Work item >>
Please continue the passage about Warne and American Indian health, picking up after its final sentence.

Extracted text >>
To address the multiplicity of contributing factors to health problems among the southwestern Indians, Warne turns to the traditional Lakota Medicine Wheel, which symbolizes "the four directions and the four components of human existence." Those components are spiritual, mental, physical and emotional, and "to be healthy," he says, "one must exist at the center of the Wheel and live in balance among all four forces."
To that end, although he actually practices medicine just two days a month, Warne is a Certified Diabetes Educator, and a Diplomate of both the American Board of Family Practice and the American Board of Medical Acupuncture. In the course of giving acupuncture treatments, he relates, "at some of the powerful points," his patients will say, "'My grandmother used to do that" or "my grandfather used to do that." Some patients, he reports, "have tattoos on the acupuncture points that were used on them when they were children for the same types of things that we would use these points for today. So there was some sort of system for understanding the balancing of energies and understanding energy channeled through the body.
"Today, the local tribes still use manipulation techniques that deal with energy balancing, especially with infants, such as the manipulation of the fontanel, that correspond closely to some powerful acupuncture points."
The tribes' close connection to the natural world is physically underscored, Warne explains, in the Casa Grande ruins, about 60 miles south of Phoenix, where "small windows in a series of walls line up with the sunlight on the summer and winter solstices and on the equinoxes," installed to mark the changes of the seasons for farming. "But if you dam the river and take away the farming, you take away the need to do such things. So a lot was taken away, more than just the water."
Warne knows only too well that there are no simple solutions to these sprawling problems and that the problems affect us all, regardless of our position on a health-care axis that spends more on prison inmates ($3,500 a year) than it does on American Indians ($1,800 a year).

Records >>
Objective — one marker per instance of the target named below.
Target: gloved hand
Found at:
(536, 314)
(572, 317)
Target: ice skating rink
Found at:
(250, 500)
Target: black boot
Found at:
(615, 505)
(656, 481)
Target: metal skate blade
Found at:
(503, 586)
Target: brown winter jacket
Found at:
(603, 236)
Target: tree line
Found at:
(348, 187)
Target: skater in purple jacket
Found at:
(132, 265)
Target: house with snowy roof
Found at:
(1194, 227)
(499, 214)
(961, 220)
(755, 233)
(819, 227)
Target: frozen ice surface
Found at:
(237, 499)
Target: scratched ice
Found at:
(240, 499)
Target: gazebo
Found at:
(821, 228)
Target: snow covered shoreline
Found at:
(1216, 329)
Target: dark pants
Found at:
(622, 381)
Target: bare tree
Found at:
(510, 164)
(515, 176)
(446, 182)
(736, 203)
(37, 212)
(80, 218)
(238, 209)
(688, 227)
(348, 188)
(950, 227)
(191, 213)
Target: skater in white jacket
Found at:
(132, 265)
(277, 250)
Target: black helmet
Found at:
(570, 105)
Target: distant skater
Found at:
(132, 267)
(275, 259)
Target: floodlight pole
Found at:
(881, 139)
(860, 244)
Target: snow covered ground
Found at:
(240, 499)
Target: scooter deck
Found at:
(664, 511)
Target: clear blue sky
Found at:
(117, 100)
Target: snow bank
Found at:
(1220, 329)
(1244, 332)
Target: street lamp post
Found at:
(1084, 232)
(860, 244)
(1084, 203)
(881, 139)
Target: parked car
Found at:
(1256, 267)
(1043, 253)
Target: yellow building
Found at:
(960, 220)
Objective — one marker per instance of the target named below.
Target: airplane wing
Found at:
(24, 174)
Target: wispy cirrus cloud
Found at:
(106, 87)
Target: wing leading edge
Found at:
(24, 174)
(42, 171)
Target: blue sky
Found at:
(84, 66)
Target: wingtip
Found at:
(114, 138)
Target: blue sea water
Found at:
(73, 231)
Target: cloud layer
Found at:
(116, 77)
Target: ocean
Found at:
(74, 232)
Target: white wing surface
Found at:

Answer space >>
"We are not making the appropriate things a priority," he says. And so long as it remains profit-driven, he emphasizes, modern medicine serves no-one well.
To start moving toward balance, he suggests, it's helpful to look at the traditional Lakota symbol for medicine, health and balance the Medicine Wheel, which is essentially a circle with a cross in its middle. "To the east, where the cross meets the circle, is the spiritual realm. To the north is the mental realm, to the west physical, and to the south emotional. To be healthy, you have to be in balance in all four directions, essentially living in the center of the circle. If you look at the spiritual realm in the east and the physical realm to the west, the connection between spirit and body is through clarity of mind in the mental realm and openness of heart in the emotional realm. So a clear mind and an open heart are the best means to connect the spiritual world and the physical world. And that was understood very clearly in the traditional way, and meditation was an important piece of promoting balance."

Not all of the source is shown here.